▶ [SELECTED EXCERPT]
_ _ _ _
The new policy explicitly prevents agents from collecting data on the actual phone – such as emails, texts, contact lists and images – as part of an investigation.

And even the data that the agents are permitted to collect – such as location of the phone – must be erased, either when it is finished with or once per day (whichever comes soonest). If the target’s phone number is not known, data must be erased within 30 days.

Such an addition to the policy is important given the fact that one of the biggest concerns over stingrays surrounds the collection of data from all mobiles within range, not just the one that is being tracked by law enforcement officers.

So far then, the new policy sounds like a victory for privacy advocates but there is one snag – it only applies to federal agencies, and not regular law enforcement types who have been known to use stingrays and equivalent devices to solve petty crime.

It’s perhaps then, unsurprising to learn that the American Civil Liberties Union is hardly jumping for joy over the new guidance.

Staff attorney Nathan Freed Wessler said the move was a “positive first step” but noted that further progress was required in regard to the use of stingrays by regular police forces to whom the policy does not relate.
_ _ _ _
A block of data
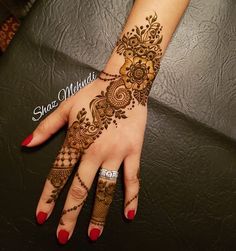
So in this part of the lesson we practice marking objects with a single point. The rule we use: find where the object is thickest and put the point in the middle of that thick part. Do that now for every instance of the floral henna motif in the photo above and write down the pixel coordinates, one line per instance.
(104, 196)
(142, 53)
(62, 168)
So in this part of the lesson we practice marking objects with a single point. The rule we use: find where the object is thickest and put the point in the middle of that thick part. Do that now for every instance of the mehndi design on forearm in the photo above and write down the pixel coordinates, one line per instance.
(142, 53)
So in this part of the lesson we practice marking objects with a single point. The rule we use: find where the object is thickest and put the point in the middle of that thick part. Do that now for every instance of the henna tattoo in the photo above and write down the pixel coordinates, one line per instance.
(142, 53)
(65, 211)
(61, 170)
(104, 195)
(136, 195)
(128, 202)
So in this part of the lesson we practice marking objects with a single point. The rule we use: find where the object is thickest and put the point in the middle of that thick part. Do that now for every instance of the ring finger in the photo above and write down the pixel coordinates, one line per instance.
(104, 195)
(76, 197)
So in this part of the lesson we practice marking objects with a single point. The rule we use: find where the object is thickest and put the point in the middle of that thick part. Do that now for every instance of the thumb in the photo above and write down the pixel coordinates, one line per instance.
(49, 125)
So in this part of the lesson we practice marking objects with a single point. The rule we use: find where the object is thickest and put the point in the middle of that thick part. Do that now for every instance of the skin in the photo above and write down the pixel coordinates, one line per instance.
(119, 142)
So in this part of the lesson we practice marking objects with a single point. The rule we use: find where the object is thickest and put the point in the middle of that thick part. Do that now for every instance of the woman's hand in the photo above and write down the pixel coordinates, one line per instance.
(107, 121)
(103, 135)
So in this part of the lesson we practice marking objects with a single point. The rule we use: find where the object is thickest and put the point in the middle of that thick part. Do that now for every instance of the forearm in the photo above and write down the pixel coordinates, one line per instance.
(169, 13)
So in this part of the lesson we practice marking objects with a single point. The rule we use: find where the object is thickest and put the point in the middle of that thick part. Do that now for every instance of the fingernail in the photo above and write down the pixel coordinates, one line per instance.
(41, 217)
(63, 236)
(27, 140)
(94, 234)
(131, 214)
_ _ _ _
▶ [PARTS OF THE EXERCISE]
A - Answer these questions using the stingray policy excerpt above:
(i) Within how many days must data be erased if the target's phone number is not known?
(ii) Which agencies does the new policy apply to?
(iii) What phrase did Nathan Freed Wessler use to describe the move?
B - Extract the stretch of the stingray policy excerpt from "It’s perhaps then, unsurprising" through "does not relate.", copying it word for word.

▶ [FULL ANSWERS]
A -
(i) Within 30 days.
(ii) Only federal agencies.
(iii) A "positive first step."

B -
It’s perhaps then, unsurprising to learn that the American Civil Liberties Union is hardly jumping for joy over the new guidance.

Staff attorney Nathan Freed Wessler said the move was a “positive first step” but noted that further progress was required in regard to the use of stingrays by regular police forces to whom the policy does not relate.